STUDY TEXT:
Then when one continues and the other one diminishes, then that's what they call out
competing.
It's not that they were having a competition.
Yeah.
Oh, yeah.
Thank you for clarifying.
I also mean just that what happened there is that a species with, I don't know, tens
of thousands, hundreds of thousands of
individuals died from starvation, from cold, from hunger, from, you know, whatever it was.
And it seems likely our species was involved with it. So whether or not it was direct
violence, sort of immaterial. Yeah. I just, I don't like the happy clappy version of history the reality is more
interesting and i think more respectful to the different species of humans and and our own
species that existed in the past now i'm with you and i think the other way in which she's a bit
happy clappy is in setting up yet another dichotomy of whether or not people are fundamentally cynical
and motivated by naked self-interest versus what he sets up. Greta Thunberg. Yeah, that's right.

DATA SUPPLIED:
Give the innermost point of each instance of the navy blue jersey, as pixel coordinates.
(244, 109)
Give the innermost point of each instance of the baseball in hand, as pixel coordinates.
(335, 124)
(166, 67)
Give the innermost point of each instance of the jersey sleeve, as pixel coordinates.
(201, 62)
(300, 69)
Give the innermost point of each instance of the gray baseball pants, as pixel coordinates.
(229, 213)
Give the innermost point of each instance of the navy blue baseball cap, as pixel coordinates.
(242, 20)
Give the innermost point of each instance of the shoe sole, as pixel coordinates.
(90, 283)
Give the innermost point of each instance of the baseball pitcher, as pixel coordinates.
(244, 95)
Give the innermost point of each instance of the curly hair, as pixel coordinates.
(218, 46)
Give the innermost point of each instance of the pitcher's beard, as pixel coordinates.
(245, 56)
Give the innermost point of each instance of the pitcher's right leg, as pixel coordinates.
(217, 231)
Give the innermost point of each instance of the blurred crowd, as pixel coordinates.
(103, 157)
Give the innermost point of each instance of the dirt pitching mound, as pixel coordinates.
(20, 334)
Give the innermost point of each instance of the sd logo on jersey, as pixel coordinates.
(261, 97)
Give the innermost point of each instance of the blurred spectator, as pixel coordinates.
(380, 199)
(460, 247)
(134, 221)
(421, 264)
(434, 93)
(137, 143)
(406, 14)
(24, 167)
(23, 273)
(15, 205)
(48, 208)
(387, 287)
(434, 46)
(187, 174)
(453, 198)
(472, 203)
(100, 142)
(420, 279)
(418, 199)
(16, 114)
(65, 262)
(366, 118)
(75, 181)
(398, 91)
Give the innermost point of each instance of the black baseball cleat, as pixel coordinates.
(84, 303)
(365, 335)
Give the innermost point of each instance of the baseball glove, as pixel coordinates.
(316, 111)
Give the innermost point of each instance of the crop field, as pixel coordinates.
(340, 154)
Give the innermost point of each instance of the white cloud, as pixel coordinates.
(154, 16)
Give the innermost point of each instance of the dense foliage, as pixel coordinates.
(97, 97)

DIRECTIONS: Copy out the transcript above exactly, from "Thank you for" down to "Yeah, that's right.".

TASK RESPONSE:
Thank you for clarifying.
I also mean just that what happened there is that a species with, I don't know, tens
of thousands, hundreds of thousands of
individuals died from starvation, from cold, from hunger, from, you know, whatever it was.
And it seems likely our species was involved with it. So whether or not it was direct
violence, sort of immaterial. Yeah. I just, I don't like the happy clappy version of history the reality is more
interesting and i think more respectful to the different species of humans and and our own
species that existed in the past now i'm with you and i think the other way in which she's a bit
happy clappy is in setting up yet another dichotomy of whether or not people are fundamentally cynical
and motivated by naked self-interest versus what he sets up. Greta Thunberg. Yeah, that's right.